→ Records for the task:
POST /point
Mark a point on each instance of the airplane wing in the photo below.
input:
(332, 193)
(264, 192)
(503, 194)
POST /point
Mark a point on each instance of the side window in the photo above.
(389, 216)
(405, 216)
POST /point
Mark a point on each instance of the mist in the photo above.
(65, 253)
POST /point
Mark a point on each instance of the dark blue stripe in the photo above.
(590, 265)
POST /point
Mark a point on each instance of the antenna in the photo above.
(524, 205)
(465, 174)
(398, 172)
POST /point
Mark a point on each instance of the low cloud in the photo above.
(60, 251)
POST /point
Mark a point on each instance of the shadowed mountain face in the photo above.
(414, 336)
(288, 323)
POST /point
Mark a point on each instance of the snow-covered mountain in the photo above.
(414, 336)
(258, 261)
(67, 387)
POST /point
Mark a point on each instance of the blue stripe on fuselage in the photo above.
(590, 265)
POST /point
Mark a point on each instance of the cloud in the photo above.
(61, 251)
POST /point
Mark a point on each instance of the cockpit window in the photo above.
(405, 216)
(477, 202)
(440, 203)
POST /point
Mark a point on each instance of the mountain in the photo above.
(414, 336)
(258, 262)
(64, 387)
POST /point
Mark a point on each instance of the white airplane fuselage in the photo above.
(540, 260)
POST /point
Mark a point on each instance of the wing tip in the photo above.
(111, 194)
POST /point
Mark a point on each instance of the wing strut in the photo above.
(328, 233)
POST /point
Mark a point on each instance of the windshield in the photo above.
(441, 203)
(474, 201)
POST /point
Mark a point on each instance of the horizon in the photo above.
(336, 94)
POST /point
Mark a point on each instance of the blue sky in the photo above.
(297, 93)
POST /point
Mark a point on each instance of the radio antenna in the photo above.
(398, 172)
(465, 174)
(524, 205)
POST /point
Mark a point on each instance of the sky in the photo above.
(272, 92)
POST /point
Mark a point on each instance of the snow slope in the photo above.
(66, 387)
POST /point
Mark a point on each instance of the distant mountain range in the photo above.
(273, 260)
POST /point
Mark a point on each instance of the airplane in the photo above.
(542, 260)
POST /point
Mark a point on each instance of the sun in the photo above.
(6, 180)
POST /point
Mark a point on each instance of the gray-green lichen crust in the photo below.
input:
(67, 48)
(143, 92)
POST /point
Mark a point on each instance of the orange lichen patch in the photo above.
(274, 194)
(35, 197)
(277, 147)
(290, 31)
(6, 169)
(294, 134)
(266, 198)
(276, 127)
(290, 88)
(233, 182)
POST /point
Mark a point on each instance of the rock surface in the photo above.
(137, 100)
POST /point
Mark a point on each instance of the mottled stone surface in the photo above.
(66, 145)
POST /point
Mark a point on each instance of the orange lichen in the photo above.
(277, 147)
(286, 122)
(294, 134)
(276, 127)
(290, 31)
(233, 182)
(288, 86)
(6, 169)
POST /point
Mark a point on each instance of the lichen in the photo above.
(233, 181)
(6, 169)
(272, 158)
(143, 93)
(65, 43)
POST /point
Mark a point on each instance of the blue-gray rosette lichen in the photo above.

→ Goal:
Your task is to give the records above again, exactly.

→ Right answer:
POST /point
Mark a point on each instance of the airplane wing in the photo below.
input:
(332, 193)
(264, 192)
(503, 194)
POST /point
Mark a point on each instance of the side window in the photo above.
(389, 216)
(405, 216)
POST /point
Mark a point on each instance of the mist in the photo above.
(65, 253)
POST /point
Mark a point on each instance of the dark blue stripe in the photo above.
(590, 265)
POST /point
Mark a point on each instance of the antenna in the photo above.
(524, 205)
(465, 174)
(398, 172)
POST /point
Mark a point on each instance of the low cloud in the photo above.
(60, 251)
POST /point
Mark a point on each instance of the shadowed mountain face in the photo above.
(414, 336)
(288, 323)
POST /point
Mark a point on each instance of the snow-covered mountain in the photo above.
(414, 336)
(258, 261)
(67, 387)
POST /point
Mark a point on each instance of the blue stripe on fuselage in the photo above.
(590, 265)
POST /point
Mark a point on each instance of the cloud in the photo above.
(61, 251)
POST /point
Mark a point on each instance of the cockpit window in the photo above.
(405, 216)
(477, 202)
(440, 203)
POST /point
Mark a point on each instance of the mountain in the photo above.
(414, 336)
(258, 262)
(64, 387)
POST /point
Mark a point on each instance of the white airplane fuselage in the photo above.
(540, 260)
POST /point
Mark a point on each instance of the wing tip in the photo above.
(111, 194)
POST /point
Mark a point on each instance of the wing strut in the photo above.
(328, 233)
POST /point
Mark a point on each instance of the windshield in the photo above.
(441, 203)
(474, 201)
POST /point
Mark a point on each instance of the horizon in the photo above.
(336, 94)
POST /point
Mark a point on each instance of the blue sky in the photo above.
(297, 93)
POST /point
Mark a point on each instance of the radio antenna in the photo above.
(398, 172)
(465, 174)
(524, 205)
POST /point
Mark a point on each instance of the sky in the photo above.
(272, 92)
POST /point
Mark a point on each instance of the snow slope in the photo above.
(66, 387)
POST /point
Mark a point on each instance of the distant mountain range in the photo above.
(273, 260)
POST /point
Mark a point on each instance of the airplane in the photo above.
(542, 260)
POST /point
Mark a point on each instance of the sun in the photo above.
(6, 180)
POST /point
Mark a point on each instance of the gray-green lichen crust in the photo below.
input:
(67, 48)
(143, 92)
POST /point
Mark a point on each instance of the orange lichen patch in the photo above.
(274, 194)
(35, 197)
(277, 147)
(290, 31)
(6, 169)
(294, 134)
(266, 198)
(276, 127)
(290, 88)
(233, 182)
POST /point
Mark a point on each instance of the rock surface in the photo above.
(137, 100)
POST /point
Mark a point on each instance of the mottled stone surface in the photo above.
(66, 145)
POST /point
Mark a point on each instance of the orange lichen in the photo above.
(277, 147)
(286, 122)
(294, 134)
(276, 127)
(290, 31)
(233, 182)
(288, 86)
(6, 169)
POST /point
Mark a point on each instance of the lichen in the photo above.
(233, 181)
(6, 169)
(272, 158)
(143, 93)
(65, 43)
POST /point
Mark a point on each instance of the blue-gray rosette lichen in the photo above.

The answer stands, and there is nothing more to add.